▶ _Extrait fourni_
Les courriers qui annonçaient ces désastres, se suivant avec rapidité, arrivèrent à Louis XV au moment où, pendant qu’on achevait sans lui le siège de la ville de Furnes, il faisait une tournée d’inspection militaire dans les ports de la Manche, passant de Boulogne à Calais et à Dunkerque. L’émotion, comme on peut penser, fut grande autour de lui ; mais tous les témoignages s’accordent à reconnaître qu’il fut seul à ne pas la ressentir ou du moins à n’en rien témoigner. Il était clair qu’il fallait, au plus tôt, détacher un corps de l’armée royale pour venir en aide à l’Alsace envahie, et fermer la porte de la Lorraine menacée, ce qui rendait nécessaire de suspendre provisoirement en Flandre toute action offensive; mais rien n’eût été si simple que de confier ce détachement soit à Saxe, soit à Noailles, tandis que le roi serait resté avec l’autre partie de l’armée pour veiller sur les résultats déjà acquis et attendre les événemens. Ce fut, en effet, le plan proposé par Noailles, toujours inquiet de n’exposer à aucun hasard la majesté royale. Mais Louis XV ne voulut pas même entendre parler de cette disposition prudente. Dès qu’un point du territoire français était entamé, il déclara hautement que c’était lui et lui seul qui voulait en chasser l’étranger. Dans les grands jours de périls, le corps d’élite qui portait le nom de la maison du roi devait figurer au premier rang et le roi ne laissait à personne l’honneur de le commander, a C’est le roi, écrit le ministre de Prusse, Chambrier, en apprenant à Frédéric cette généreuse

  1. D’Arneth, t. II, p. 549. — Les opérations militaires qui suivirent le passage du Rhin sont racontées en détail dans l’Histoire de mon temps de Frédéric.

▶ _Entrées fournies_
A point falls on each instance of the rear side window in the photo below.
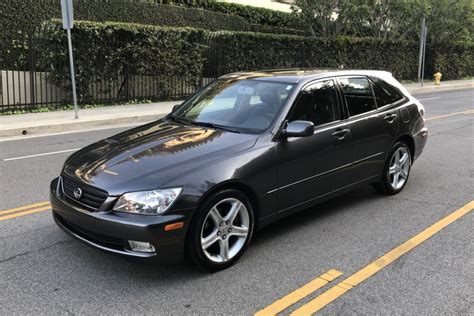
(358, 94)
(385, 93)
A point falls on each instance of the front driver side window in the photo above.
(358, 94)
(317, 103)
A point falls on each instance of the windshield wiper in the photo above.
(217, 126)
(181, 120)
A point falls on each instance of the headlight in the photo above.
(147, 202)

==

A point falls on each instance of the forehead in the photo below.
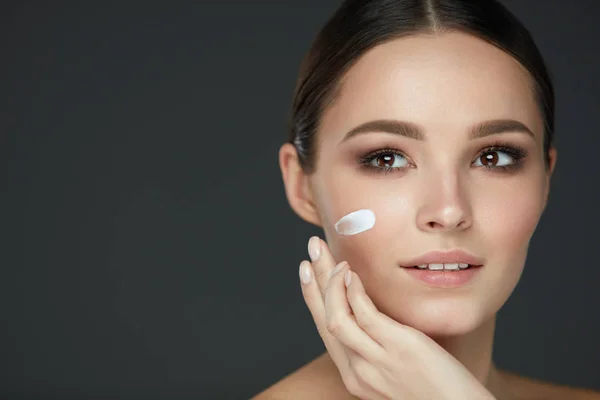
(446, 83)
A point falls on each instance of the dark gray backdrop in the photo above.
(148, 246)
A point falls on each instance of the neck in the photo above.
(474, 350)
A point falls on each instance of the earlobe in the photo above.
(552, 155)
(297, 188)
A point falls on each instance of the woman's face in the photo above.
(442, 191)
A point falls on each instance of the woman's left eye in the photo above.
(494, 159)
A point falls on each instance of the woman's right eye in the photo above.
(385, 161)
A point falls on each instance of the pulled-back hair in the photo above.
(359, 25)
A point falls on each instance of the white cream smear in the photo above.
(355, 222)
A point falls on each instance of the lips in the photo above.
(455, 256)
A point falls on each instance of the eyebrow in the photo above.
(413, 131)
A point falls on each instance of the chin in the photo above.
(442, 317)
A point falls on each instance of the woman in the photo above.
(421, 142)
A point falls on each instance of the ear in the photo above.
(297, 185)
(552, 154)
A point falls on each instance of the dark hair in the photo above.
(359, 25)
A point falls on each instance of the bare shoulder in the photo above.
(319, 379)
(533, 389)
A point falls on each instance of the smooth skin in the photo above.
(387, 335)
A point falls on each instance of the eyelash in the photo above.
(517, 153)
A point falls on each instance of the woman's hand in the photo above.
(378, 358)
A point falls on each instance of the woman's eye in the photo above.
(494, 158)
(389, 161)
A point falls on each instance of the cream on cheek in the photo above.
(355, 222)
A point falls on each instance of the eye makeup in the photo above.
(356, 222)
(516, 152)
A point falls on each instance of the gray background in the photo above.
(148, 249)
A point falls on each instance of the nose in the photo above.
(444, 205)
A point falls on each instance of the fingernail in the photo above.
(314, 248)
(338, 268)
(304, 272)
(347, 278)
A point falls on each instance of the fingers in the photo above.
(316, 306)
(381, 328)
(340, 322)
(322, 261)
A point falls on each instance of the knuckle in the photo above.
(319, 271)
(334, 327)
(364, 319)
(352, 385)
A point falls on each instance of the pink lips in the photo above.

* * *

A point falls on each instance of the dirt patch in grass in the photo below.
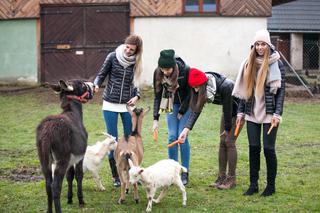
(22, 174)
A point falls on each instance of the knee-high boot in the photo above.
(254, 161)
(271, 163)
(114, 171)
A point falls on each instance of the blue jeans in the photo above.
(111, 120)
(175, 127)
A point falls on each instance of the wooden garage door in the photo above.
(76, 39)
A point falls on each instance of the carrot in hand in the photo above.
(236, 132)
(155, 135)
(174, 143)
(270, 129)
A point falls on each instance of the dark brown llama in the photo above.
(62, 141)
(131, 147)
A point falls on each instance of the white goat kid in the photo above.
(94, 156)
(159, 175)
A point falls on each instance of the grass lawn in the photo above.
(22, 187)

▶ _Défi A_
Dans l'extrait sur Louis XV, recopiez le passage allant de « 1. D’Arneth, t. » jusqu'à « temps de Frédéric. » en remplaçant « opérations militaires » par « campagnes ».
▶ _Défi B_
D'après l'extrait sur Louis XV, par quels ports le roi passa-t-il pendant sa tournée d'inspection militaire sur la Manche ?
▶ _Défi C_
Selon l'extrait sur Louis XV, pourquoi Noailles proposa-t-il de confier le détachement à Saxe ou à lui-même pendant que le roi resterait avec l'autre partie de l'armée ?

▶ _Corrigé A_
1. D’Arneth, t. II, p. 549. — Les campagnes qui suivirent le passage du Rhin sont racontées en détail dans l’Histoire de mon temps de Frédéric.

▶ _Corrigé B_
Il passa par Boulogne, Calais et Dunkerque.

▶ _Corrigé C_
Noailles était toujours inquiet de n'exposer à aucun hasard la majesté royale.